WRITTEN TASK 1: Rewrite the stretch of the Hugh VI passage from "Hugh VI (c." through "count of Barcelona.", putting "Saint-Maixent" in place of "St. Maixent".

Hugh VI (c. 1039/1043 – 1102), called the Devilish, was the Lord of Lusignan and Count of La Marche (as Hugh I), the son and successor of Hugh V of Lusignan and Almodis de la Marche.

Despite his piety, Hugh was in constant conflict with the abbey of St. Maixent. On numerous occasions his disputes with the monks grew so violent that the duke of Aquitaine and the bishops of Poitiers and Saintes had to intercede. At one point, Pope Paschal II threatened Hugh with excommunication. From these conflicts Hugh was dubbed "le diable", the devilish, by the monks of St. Maixent.

In 1086 the Castilian army was destroyed at the Battle of Sagrajas by the Almoravids. Hugh's Catalan half-brother, Berenguer Ramon II, Count of Barcelona was threatened by the Almoravids. Hugh VI undertook an expedition to Spain in 1087 along with another half-brother, Raymond IV of Toulouse, to assist the count of Barcelona.

RECORDS SHOWN:
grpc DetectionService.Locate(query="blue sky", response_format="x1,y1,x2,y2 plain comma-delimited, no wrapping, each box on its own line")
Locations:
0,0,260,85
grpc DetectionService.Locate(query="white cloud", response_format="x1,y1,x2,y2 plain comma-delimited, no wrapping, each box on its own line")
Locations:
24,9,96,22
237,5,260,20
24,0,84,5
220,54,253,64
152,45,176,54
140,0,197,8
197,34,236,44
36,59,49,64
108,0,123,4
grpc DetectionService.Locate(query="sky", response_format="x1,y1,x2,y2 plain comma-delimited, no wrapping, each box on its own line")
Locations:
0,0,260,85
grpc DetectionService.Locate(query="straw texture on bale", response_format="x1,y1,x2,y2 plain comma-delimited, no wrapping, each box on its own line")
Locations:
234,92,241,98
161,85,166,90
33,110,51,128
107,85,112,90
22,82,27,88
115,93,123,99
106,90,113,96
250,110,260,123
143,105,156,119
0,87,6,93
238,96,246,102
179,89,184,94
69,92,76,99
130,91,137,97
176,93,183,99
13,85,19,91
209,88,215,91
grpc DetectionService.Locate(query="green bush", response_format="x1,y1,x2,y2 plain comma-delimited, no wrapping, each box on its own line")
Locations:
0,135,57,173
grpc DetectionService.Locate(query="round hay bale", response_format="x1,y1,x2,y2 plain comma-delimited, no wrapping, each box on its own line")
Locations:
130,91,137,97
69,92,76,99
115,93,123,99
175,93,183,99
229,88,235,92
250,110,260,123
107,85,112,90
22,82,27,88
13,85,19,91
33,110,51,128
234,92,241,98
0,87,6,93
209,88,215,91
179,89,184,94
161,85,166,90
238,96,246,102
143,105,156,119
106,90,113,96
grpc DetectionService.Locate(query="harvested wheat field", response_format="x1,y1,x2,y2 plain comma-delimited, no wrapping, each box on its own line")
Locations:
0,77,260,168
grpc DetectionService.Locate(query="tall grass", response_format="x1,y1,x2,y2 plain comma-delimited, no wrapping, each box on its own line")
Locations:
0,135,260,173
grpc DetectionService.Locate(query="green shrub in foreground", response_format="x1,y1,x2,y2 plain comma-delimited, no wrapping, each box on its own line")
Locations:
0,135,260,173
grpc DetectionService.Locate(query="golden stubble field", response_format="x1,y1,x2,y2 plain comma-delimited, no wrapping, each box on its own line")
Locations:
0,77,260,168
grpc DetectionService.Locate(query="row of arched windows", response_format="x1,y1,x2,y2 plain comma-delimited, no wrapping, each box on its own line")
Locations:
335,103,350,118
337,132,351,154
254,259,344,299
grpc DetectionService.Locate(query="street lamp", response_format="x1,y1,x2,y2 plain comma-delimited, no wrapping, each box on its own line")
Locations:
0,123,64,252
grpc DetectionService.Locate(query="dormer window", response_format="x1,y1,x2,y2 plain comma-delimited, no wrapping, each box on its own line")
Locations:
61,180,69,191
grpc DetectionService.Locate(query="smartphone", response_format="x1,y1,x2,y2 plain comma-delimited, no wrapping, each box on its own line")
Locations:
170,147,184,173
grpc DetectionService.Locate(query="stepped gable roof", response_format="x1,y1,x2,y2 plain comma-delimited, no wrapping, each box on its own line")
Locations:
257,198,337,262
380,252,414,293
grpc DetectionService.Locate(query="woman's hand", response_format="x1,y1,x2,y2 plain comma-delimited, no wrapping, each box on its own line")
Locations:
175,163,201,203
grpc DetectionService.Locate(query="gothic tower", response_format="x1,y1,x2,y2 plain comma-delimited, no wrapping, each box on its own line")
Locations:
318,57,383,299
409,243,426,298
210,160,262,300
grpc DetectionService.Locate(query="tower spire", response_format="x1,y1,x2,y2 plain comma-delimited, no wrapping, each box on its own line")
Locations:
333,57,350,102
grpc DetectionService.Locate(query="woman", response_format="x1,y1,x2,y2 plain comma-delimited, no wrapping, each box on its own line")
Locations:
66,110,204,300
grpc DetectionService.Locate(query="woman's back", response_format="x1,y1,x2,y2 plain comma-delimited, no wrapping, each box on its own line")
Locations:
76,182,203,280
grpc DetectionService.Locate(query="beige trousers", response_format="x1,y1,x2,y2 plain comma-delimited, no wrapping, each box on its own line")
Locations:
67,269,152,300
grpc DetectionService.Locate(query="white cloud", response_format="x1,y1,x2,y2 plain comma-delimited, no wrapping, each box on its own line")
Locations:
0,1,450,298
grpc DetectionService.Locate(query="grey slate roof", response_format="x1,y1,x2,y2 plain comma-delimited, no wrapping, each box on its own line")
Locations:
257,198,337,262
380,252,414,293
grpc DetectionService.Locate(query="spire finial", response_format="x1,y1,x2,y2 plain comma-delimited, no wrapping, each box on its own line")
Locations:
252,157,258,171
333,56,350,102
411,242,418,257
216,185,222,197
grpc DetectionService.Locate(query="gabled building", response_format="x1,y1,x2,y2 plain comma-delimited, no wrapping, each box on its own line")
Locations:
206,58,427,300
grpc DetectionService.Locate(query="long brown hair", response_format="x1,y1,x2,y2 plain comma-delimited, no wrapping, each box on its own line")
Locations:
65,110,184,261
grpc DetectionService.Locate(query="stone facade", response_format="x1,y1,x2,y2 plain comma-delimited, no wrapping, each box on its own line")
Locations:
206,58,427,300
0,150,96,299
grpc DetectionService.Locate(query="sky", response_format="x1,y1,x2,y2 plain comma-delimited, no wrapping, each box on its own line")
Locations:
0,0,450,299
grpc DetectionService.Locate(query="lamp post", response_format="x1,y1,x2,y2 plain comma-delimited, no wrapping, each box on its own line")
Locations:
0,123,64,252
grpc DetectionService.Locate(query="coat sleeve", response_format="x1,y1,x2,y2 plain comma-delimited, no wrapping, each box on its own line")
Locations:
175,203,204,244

WRITTEN TASK 2: Show every line of the records that contains the string "field", treating upper and lower case as different.

PROBLEM SOLUTION 1:
Hugh VI (c. 1039/1043 – 1102), called the Devilish, was the Lord of Lusignan and Count of La Marche (as Hugh I), the son and successor of Hugh V of Lusignan and Almodis de la Marche.

Despite his piety, Hugh was in constant conflict with the abbey of Saint-Maixent. On numerous occasions his disputes with the monks grew so violent that the duke of Aquitaine and the bishops of Poitiers and Saintes had to intercede. At one point, Pope Paschal II threatened Hugh with excommunication. From these conflicts Hugh was dubbed "le diable", the devilish, by the monks of Saint-Maixent.

In 1086 the Castilian army was destroyed at the Battle of Sagrajas by the Almoravids. Hugh's Catalan half-brother, Berenguer Ramon II, Count of Barcelona was threatened by the Almoravids. Hugh VI undertook an expedition to Spain in 1087 along with another half-brother, Raymond IV of Toulouse, to assist the count of Barcelona.

PROBLEM SOLUTION 2:
grpc DetectionService.Locate(query="harvested wheat field", response_format="x1,y1,x2,y2 plain comma-delimited, no wrapping, each box on its own line")
grpc DetectionService.Locate(query="golden stubble field", response_format="x1,y1,x2,y2 plain comma-delimited, no wrapping, each box on its own line")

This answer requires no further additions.